------ Available records

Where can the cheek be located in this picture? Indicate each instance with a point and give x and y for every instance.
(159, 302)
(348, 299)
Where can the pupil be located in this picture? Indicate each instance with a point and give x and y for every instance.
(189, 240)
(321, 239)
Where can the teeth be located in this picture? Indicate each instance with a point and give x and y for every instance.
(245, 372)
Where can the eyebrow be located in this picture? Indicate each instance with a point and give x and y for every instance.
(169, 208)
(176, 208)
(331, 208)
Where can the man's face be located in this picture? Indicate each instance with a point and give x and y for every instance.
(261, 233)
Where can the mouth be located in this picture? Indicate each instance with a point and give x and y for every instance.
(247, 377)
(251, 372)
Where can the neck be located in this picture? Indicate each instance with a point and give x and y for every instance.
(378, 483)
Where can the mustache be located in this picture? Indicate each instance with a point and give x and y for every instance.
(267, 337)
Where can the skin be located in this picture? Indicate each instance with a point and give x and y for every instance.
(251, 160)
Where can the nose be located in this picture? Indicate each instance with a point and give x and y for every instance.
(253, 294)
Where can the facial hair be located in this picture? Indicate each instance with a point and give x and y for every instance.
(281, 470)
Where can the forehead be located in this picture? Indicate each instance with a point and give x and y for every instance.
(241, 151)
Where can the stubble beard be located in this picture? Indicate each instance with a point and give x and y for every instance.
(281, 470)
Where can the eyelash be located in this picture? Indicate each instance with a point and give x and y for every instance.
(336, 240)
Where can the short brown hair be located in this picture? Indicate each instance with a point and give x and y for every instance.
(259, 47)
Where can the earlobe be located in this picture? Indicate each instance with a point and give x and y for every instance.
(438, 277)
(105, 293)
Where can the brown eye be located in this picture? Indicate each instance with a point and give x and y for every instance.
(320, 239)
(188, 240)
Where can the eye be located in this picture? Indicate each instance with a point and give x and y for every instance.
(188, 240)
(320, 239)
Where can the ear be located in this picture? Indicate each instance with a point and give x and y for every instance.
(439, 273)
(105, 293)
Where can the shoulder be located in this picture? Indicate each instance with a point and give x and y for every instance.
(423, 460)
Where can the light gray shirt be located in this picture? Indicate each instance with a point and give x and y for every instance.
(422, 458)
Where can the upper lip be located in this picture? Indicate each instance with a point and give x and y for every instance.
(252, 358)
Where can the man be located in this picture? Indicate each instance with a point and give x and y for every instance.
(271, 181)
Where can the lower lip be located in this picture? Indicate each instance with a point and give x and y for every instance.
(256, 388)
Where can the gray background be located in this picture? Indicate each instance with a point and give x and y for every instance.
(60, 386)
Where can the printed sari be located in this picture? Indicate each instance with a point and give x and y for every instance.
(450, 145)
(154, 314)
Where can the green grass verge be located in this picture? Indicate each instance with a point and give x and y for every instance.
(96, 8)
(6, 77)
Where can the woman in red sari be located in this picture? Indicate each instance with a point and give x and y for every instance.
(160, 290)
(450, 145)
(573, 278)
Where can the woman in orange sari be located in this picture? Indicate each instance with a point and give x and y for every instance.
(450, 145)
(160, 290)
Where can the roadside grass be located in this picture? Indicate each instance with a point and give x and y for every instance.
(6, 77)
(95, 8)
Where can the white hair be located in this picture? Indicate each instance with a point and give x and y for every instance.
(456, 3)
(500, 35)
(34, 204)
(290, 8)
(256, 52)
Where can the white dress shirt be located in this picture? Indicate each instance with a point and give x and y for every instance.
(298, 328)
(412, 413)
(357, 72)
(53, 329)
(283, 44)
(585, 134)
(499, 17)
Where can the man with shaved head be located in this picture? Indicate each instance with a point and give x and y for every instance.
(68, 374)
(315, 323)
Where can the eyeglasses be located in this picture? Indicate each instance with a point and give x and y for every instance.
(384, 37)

------------

Exercise goal: Copy every record shown above, exactly and completely.

Solution to the exercise:
Where can the cheek be located in this picture? Indicate each instance with a point and give x and y for every instance.
(159, 302)
(348, 299)
Where can the pupil be located in this picture? Indicate each instance with a point and give x and y for every instance.
(189, 240)
(321, 239)
Where can the teeth be located in this picture? Indicate each instance with a point and give x and y for every instance.
(245, 372)
Where can the eyebrow be located in this picture? Indicate each instance with a point and give x and y for every instance.
(169, 208)
(176, 208)
(331, 208)
Where can the man's face be located in this picture? Indicate each instance with a point and give x and y for every instance.
(261, 233)
Where can the mouth be located in this picture? Indicate each instance with a point and give x and y for every instance.
(247, 377)
(251, 372)
Where can the neck be located in this picture? Indicate each instance with a point and give x and y for every instance.
(378, 483)
Where can the mustache be located in this picture? Indicate each instance with a point and give x and y for every instance.
(267, 337)
Where can the skin be located in this picture? Indicate each instance with a point and give x and y for every instance.
(251, 160)
Where can the nose be located in this picture? Indicate each instance with a point and give x and y for every instance.
(253, 294)
Where can the facial hair be located in this picture? Indicate each instance with a point and give x and y for every instance.
(281, 470)
Where can the forehead be located in this picture? Indicate each instance with a point and give x and y for every instance.
(241, 151)
Where can the stubble beard be located in this picture? Indicate each instance with a point and give x and y for every instance.
(281, 470)
Where can the eyelash be located in this picture? Indicate each instance with a point and give x and y for every instance.
(336, 240)
Where can the short brown hair be located in this picture? Indicate each instance with a point and give x and y for every instance.
(259, 47)
Where can the earlobe be located in this picture? Indicate each instance with a point and give x and y for every instance.
(438, 277)
(105, 293)
Where can the brown eye be located in this picture? Indicate each instance with a point and give x and y for every instance.
(320, 239)
(188, 240)
Where can the eye be located in this picture? Indicate each instance with a point and give x and y for every instance.
(188, 240)
(320, 239)
Where can the ear be located in this picture? Indicate each instance with a point and give x and y for every instance.
(439, 273)
(105, 293)
Where can the shoulder be located in this picture? Indicate each instance with a point and give x and y for every instance.
(423, 460)
Where can the light gray shirt be located in this picture? Indicate each instance with a point and give x and y for every instance.
(422, 458)
Where can the upper lip be located in this picture? Indicate each instance with a point and give x and y for every instance.
(252, 358)
Where can the man be located in this picture? Indicate each instance with a point and give x and y for every instance.
(271, 181)
Where can the lower lip be located in this picture? Indicate each instance with a point and give x and y for every instance.
(256, 388)
Where can the gray background be located in this picture? Indicate each instance with a point and give x and y for every instance.
(60, 386)
Where can the printed sari be located in this picture? Indicate each instance with a point and give x and y for every instance.
(450, 145)
(154, 314)
Where can the green grass verge be located in this picture? Indicate each instance with a point and give x and y for every instance.
(96, 8)
(6, 77)
Where can the woman in red sari be located in this picture? Indicate each instance with a point and give x and y for every instance.
(160, 290)
(450, 145)
(573, 278)
Where can the woman in orange sari be located in this picture? Indicate each instance with a point and give x and y for every instance.
(450, 145)
(160, 290)
Where can the roadside grass be located in this picture? Indicate each instance with a point and give x and y for every instance.
(6, 77)
(95, 8)
Where can the white hair be located in this picture? Indicate each instance with a point and give x and y for every instance.
(456, 3)
(500, 35)
(34, 204)
(290, 8)
(256, 52)
Where can the white dress shirt be located in this picture? Indicate each instance with a point and give x and y for every instance.
(298, 328)
(412, 413)
(357, 72)
(53, 329)
(283, 44)
(585, 134)
(499, 17)
Where can the man with shaved head be located in this picture? Indicate each instance with a point and give x and y for every instance.
(68, 374)
(315, 323)
Where can the eyeglasses be located in this picture? Indicate each instance with a point and give x and y for every instance.
(384, 37)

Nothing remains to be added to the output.